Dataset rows
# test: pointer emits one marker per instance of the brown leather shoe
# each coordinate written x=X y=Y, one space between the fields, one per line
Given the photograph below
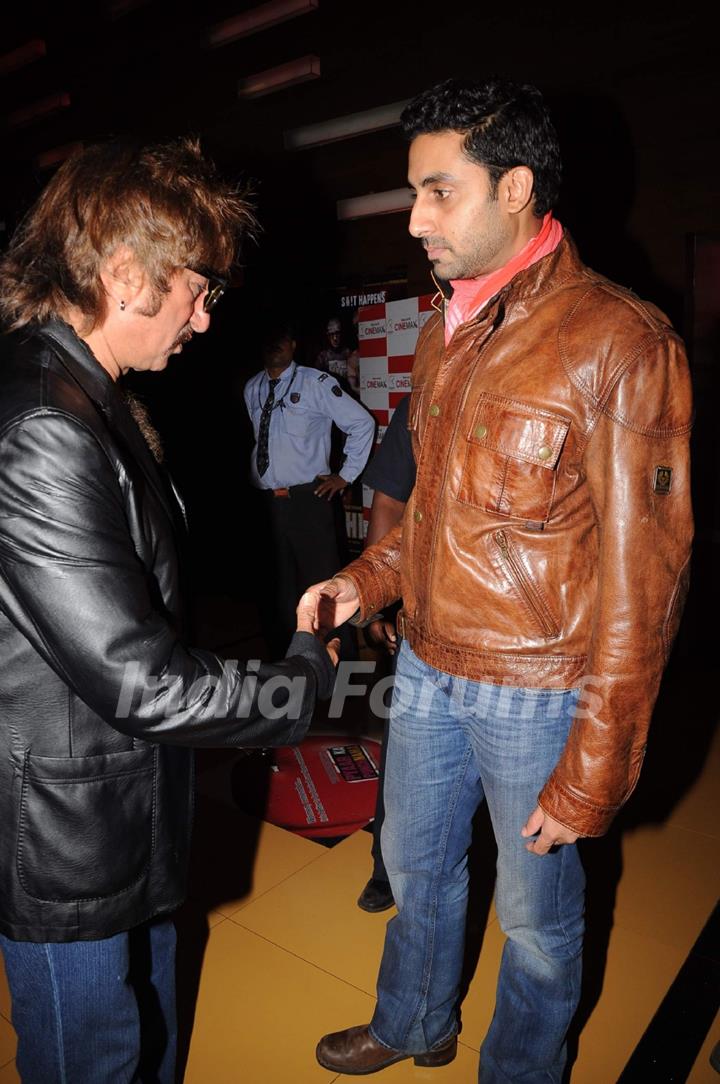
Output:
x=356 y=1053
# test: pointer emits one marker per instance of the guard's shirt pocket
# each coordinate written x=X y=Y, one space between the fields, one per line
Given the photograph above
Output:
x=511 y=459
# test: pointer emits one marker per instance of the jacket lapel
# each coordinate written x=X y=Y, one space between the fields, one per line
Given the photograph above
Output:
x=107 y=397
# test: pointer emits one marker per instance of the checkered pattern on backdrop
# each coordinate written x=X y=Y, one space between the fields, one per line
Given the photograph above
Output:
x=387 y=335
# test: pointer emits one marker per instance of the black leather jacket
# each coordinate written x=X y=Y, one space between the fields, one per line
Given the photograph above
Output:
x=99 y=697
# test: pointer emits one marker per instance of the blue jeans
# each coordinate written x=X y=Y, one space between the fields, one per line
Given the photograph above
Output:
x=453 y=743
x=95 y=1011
* * *
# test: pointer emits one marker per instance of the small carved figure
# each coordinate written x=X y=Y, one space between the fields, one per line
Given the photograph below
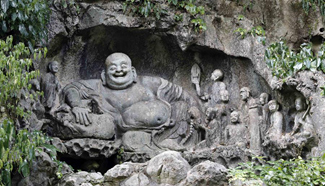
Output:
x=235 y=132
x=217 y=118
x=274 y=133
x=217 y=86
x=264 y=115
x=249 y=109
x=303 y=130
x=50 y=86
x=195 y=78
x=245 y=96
...
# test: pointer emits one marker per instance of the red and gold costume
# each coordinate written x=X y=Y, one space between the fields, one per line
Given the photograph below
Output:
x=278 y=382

Work to complete:
Reproduce everything in the listing from the line containing "# test: pointer emits one marker per instance of the red" down to the line containing "x=278 y=382", both included.

Solution to this exercise:
# test: pointer emits one marker per instance of the red and gold costume
# each coordinate written x=X y=Y, one space between the fields, one per line
Given the photograph below
Output:
x=278 y=382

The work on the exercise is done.